### What to produce
Continue the passage on the limitations of the post-COVID-19 interstitial lung disease study, beginning after its final sentence.

### Given text
Our trial has some limitations. First, our report has the inherent weaknesses of a retrospective study. Second, follow-up period of patients under antifibrotics is relatively short given that post-COVID-19-ILD is a new entity; yet, even in this short period, our study provided evidence that antifibrotics might confer significant benefit if applied early during the post-COVID-19 syndrome when fibrotic-like changes appear to be “immature.” Third, a major limitation is that this cohort has not undergone HRCT prior SARS-CoV-2 infection to compare pre and post-infection radiographic abnormalities and identify a subset of patients with pre-existing ILD patterns. Nonetheless, the percentage of patients with functional and radiographic impairment is similar to other published reports and importantly our aim was to highlight the need of early detection and management of interstitial lung disease. Moreover, based on current guidelines, HRCT during infection was not performed in all cases, while PFTs could not be performed at the acute phase due to safety considerations. Thus, we could not compare radiographic and functional status between the acute phase and the 3-month follow-up. Finally, based on the fact we used a common algorithm and treated similarly all cases of same severity, we could not compare patients that receive antifibrotics with other patients of same phenotype that didn’t. Besides, this was not a randomized-controlled trial. This was a real-life study aiming to present outcomes following management with a common algorithm and using a highly novel machine learning radiographic model.

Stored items
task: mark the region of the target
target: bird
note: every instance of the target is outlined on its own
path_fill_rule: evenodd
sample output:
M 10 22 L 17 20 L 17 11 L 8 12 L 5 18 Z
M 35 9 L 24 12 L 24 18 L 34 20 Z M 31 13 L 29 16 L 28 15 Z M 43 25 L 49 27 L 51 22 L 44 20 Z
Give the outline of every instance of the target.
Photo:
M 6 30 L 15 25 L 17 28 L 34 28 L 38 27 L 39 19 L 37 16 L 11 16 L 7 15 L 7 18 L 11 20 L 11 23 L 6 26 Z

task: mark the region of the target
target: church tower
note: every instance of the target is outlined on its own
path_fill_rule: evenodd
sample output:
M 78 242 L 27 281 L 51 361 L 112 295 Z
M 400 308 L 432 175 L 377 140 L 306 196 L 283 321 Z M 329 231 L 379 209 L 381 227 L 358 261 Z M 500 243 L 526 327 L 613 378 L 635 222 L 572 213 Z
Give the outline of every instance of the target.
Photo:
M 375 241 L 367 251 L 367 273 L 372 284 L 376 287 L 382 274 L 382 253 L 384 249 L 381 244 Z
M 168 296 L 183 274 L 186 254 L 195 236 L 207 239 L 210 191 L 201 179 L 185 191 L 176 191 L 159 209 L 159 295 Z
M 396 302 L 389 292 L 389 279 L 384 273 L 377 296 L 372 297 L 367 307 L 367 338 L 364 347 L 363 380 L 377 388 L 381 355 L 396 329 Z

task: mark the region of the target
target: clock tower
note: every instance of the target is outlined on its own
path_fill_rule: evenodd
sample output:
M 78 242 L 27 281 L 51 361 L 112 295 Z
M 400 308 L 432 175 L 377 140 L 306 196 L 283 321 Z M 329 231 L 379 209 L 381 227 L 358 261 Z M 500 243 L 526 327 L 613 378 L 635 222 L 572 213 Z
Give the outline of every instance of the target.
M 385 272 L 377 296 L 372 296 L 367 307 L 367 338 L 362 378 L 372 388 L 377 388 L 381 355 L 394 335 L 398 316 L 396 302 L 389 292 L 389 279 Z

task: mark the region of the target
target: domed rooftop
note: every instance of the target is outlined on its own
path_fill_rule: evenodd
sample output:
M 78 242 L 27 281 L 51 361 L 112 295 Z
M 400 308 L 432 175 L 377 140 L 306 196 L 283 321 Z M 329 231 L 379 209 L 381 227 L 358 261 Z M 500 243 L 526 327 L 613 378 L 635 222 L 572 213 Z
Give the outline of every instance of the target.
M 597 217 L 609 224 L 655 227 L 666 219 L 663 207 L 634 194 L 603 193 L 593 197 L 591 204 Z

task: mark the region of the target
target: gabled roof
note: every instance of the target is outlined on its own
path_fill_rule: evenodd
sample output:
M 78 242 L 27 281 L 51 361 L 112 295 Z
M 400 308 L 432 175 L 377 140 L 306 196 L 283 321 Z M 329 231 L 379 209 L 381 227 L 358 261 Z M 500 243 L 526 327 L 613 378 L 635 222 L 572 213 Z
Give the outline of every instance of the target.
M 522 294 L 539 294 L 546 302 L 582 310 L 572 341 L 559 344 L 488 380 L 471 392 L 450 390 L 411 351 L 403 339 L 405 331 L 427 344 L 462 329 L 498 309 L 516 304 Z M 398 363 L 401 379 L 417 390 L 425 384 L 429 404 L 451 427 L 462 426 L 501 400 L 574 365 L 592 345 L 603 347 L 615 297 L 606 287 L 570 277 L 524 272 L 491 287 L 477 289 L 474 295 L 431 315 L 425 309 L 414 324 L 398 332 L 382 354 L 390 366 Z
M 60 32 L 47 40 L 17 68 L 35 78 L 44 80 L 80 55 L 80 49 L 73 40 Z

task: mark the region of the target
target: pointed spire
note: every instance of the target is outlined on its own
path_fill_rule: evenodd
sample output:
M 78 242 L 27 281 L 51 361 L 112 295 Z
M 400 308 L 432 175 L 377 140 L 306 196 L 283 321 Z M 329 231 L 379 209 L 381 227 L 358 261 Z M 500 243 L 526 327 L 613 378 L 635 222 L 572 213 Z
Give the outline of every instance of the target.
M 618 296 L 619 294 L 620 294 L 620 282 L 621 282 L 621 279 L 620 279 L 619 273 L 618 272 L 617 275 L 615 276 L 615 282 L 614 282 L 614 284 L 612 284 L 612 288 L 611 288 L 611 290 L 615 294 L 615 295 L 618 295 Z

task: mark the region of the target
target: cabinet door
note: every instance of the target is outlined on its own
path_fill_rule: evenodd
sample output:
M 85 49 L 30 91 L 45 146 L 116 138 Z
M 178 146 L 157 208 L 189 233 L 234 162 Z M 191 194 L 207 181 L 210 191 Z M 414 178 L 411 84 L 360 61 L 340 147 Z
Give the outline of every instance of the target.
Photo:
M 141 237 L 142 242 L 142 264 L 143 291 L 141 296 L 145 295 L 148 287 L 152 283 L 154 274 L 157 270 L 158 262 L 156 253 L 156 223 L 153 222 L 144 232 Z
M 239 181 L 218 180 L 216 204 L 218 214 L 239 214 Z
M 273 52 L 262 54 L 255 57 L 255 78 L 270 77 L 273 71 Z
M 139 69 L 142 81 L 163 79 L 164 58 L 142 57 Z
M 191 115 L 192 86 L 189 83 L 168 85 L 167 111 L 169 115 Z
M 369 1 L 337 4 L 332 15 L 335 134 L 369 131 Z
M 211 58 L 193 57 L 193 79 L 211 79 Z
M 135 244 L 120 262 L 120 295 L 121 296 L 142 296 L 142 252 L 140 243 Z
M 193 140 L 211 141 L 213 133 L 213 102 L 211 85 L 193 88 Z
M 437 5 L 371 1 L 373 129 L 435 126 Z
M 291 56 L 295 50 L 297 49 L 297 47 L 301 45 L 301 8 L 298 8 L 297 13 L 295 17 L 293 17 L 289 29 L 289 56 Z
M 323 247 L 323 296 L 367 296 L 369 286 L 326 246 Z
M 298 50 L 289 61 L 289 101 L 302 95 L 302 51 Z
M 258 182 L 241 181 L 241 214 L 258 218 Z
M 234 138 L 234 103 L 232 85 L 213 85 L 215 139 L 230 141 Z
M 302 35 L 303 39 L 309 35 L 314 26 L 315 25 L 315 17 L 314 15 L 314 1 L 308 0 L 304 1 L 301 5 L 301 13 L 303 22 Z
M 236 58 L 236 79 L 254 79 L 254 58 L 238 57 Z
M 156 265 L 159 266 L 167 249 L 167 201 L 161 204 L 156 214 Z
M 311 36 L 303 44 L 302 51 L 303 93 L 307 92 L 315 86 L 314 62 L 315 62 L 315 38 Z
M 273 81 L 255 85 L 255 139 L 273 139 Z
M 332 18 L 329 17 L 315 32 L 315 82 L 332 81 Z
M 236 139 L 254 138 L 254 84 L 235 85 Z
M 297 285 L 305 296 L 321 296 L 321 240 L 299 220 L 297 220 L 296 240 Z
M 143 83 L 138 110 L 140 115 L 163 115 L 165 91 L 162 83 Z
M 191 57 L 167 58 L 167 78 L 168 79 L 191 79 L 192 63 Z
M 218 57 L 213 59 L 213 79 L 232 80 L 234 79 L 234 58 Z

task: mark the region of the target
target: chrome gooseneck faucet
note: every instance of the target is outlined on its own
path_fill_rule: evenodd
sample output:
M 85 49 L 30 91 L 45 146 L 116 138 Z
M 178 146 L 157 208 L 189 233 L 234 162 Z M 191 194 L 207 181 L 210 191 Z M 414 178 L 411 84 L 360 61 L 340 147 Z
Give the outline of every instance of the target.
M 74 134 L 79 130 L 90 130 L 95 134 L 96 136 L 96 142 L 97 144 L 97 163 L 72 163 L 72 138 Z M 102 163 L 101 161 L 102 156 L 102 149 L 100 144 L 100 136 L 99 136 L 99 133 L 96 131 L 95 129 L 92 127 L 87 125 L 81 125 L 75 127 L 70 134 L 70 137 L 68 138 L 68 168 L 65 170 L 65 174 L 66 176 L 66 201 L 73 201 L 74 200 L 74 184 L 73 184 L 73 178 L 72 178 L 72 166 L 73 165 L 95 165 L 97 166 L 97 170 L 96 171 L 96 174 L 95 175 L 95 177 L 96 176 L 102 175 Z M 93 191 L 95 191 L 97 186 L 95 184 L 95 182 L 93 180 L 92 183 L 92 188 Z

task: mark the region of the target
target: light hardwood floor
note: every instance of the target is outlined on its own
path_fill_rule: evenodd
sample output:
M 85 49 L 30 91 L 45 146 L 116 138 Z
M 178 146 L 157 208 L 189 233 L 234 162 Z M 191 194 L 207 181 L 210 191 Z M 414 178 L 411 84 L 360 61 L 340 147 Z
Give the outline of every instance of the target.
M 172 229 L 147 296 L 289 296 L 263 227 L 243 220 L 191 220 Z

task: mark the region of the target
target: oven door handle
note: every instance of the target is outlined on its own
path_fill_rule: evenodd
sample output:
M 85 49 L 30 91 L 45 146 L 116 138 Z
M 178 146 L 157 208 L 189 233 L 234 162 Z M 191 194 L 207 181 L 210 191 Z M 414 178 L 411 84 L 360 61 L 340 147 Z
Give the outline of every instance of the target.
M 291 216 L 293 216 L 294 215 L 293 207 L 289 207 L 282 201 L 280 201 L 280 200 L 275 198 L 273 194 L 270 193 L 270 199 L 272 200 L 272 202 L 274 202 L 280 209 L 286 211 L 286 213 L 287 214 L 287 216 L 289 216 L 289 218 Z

### Task answer
Collectively, post-COVID-19-ILD represents an emerging entity. Given that a considerable proportion of infected individuals has functional impairment several months after infection, screening 3 months following infection is encouraged, especially for severe cases that have been hospitalized for prolonged periods. On the other hand, post-COVID-19 HRCT screening may confer several other benefits, including identification of incidental lung cancer lesions, considering that the majority of patients screened for post-COVID-19 present with several risk factors for lung cancer, such as age, smoking status and comorbidities, and including chronic respiratory diseases. Current evidence does not support irrational use of corticosteroids; yet, short-term corticosteroids might confer benefit to specific patients with organizing pneumonia, functional impairment and persistent clinical symptoms without compromising patients’ immune status. Finally, a minority of these patients with persistent fibrotic lung lesions and functional disability, despite steroid treatment, could benefit from antifibrotic therapy, if applied early on during disease clinical course. Machine learning radiographic models might have a cardinal role for precise, unbiased and quantitative radiographic evaluation which may guide therapeutic decisions.
Data availability statement
The original contributions presented in this study are included in the article/supplementary material, further inquiries can be directed to the corresponding author.
The studies involving human participants were reviewed and approved by the International Conference on Harmonization E6 guidelines for Good Clinical Practice, the Declaration of Helsinki and the local regulation. Written informed consent for participation was not required for this study in accordance with the national legislation and the institutional requirements.
TK and VS: conception and design of the work, acquisition, analysis and interpretation of data, and drafting the work and revising it critically for important intellectual content. MK, PT, VG, IP, EB, IT, IL, OP, EZ, EA, AP, EM, FS, SM, SC, GH, KD, NT, NS, and KA: contributions to the acquisition of data and critical revision for important intellectual content. AT: conception and design of the work, acquisition, analysis and interpretation of data, drafting the work and revising it critically for important intellectual content, formal analysis, and project administration and supervision. All authors final approval for publication of the content, agreement to be accountable for all aspects of the work in ensuring that questions related to the accuracy or integrity of any part of the work are appropriately investigated and resolved.
The publication fees of this manuscript have been financed by the Research Council of the University of Patras.
Conflict of interest
AT has received grants and honoraria from GlaxoSmithKline, Astra Zeneca, Chiesi, Roche, and Boehringer Ingelheim outside the submitted work.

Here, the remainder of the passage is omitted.